* Objective: Format every line of the listing below as a JSON list of strings, with one string per line and blank lines omitted.

Bounding box annotation entries
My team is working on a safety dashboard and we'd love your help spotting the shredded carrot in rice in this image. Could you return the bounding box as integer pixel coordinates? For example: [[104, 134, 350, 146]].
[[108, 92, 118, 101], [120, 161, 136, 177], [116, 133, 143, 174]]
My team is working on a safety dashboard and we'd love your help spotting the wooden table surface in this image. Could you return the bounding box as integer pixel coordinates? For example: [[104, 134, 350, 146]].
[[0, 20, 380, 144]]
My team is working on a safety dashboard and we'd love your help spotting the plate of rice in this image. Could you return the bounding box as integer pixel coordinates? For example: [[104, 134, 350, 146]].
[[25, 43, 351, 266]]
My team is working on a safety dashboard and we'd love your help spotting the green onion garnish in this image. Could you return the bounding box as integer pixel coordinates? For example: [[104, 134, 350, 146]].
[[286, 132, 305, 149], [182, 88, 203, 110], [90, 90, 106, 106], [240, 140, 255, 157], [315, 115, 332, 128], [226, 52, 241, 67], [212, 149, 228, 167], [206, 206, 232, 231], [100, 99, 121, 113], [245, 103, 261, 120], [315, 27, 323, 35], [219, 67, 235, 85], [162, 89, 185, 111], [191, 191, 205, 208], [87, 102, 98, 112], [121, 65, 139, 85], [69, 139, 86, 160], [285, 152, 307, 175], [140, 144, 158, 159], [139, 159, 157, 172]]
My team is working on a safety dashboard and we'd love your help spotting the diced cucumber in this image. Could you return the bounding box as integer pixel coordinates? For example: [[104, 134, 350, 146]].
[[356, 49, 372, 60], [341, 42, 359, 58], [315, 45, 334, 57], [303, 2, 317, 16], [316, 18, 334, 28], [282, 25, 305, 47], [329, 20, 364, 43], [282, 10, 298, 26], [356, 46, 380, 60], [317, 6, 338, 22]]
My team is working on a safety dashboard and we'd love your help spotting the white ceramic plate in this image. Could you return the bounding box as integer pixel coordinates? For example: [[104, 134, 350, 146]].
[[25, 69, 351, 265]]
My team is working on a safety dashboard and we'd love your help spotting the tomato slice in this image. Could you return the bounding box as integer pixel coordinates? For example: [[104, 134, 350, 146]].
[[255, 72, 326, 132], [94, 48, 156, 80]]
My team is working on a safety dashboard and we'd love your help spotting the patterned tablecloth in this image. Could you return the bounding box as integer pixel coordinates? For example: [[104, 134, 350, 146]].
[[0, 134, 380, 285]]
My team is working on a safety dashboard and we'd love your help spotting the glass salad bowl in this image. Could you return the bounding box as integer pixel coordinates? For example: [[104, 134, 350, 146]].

* Task response:
[
  "My team is working on a safety dashboard and we'd love your help spotting the shredded carrot in rice in this image. Could you return the bounding box as integer pixel coordinates? For example: [[104, 134, 350, 146]].",
  "[[108, 92, 118, 101], [120, 161, 136, 177], [116, 133, 143, 174]]",
  "My team is working on a safety dashboard and we'd love your help spotting the wooden table surface in this image. Could you return the bounding box as integer pixel coordinates? For example: [[104, 134, 350, 146]].",
  "[[0, 20, 380, 144]]",
  "My team is working on a safety dashboard and we'd love your help spotting the plate of rice in this image. Could you return the bounding box as integer pixel coordinates? For example: [[104, 134, 350, 146]].",
  "[[25, 43, 351, 266]]",
  "My team is working on a safety dashboard and we'd love your help spotting the green onion garnish in this image. Could you return the bounding box as integer pixel coordinates? For example: [[104, 134, 350, 146]].",
  "[[286, 132, 305, 149], [182, 88, 203, 110], [90, 90, 106, 106], [240, 140, 255, 157], [315, 115, 332, 128], [226, 52, 241, 67], [212, 149, 228, 167], [206, 206, 232, 231], [100, 99, 121, 113], [245, 103, 261, 120], [315, 27, 323, 35], [219, 67, 235, 85], [162, 89, 185, 111], [191, 191, 205, 208], [87, 102, 98, 112], [121, 65, 139, 85], [69, 139, 86, 160], [285, 152, 307, 175], [140, 144, 158, 159], [139, 159, 157, 172]]",
  "My team is working on a safety dashboard and we'd love your help spotting the diced cucumber in this image. Could you return the bounding box as integer pixel coordinates? For example: [[104, 134, 350, 146]].",
  "[[356, 49, 372, 60], [341, 42, 359, 58], [315, 45, 334, 57], [303, 2, 317, 16], [316, 18, 334, 28], [282, 25, 305, 47], [329, 20, 364, 43], [282, 10, 298, 26], [356, 46, 380, 60], [317, 6, 338, 22]]",
  "My team is working on a safety dashboard and we'd love your help spotting the white ceramic plate in this image. Could you return the bounding box as integer pixel coordinates? For example: [[104, 134, 350, 146]].",
  "[[25, 69, 351, 265]]",
  "My team is working on a safety dashboard and we'd love your help spotting the tomato slice in this image. Could you return the bounding box as integer pixel coordinates? For example: [[104, 134, 350, 146]].",
  "[[255, 72, 326, 132], [94, 48, 156, 80]]",
  "My team is working on a safety dashboard and we'd love your help spotting the patterned tablecloth in this image. Could you return the bounding box as integer pixel coordinates? For example: [[104, 134, 350, 146]].",
  "[[0, 134, 380, 285]]",
  "My team is working on a safety dashboard and we'd love your help spotting the glass salad bowl in this image. Could you return the bounding box as integer pixel coordinates? For example: [[104, 134, 350, 146]]."
]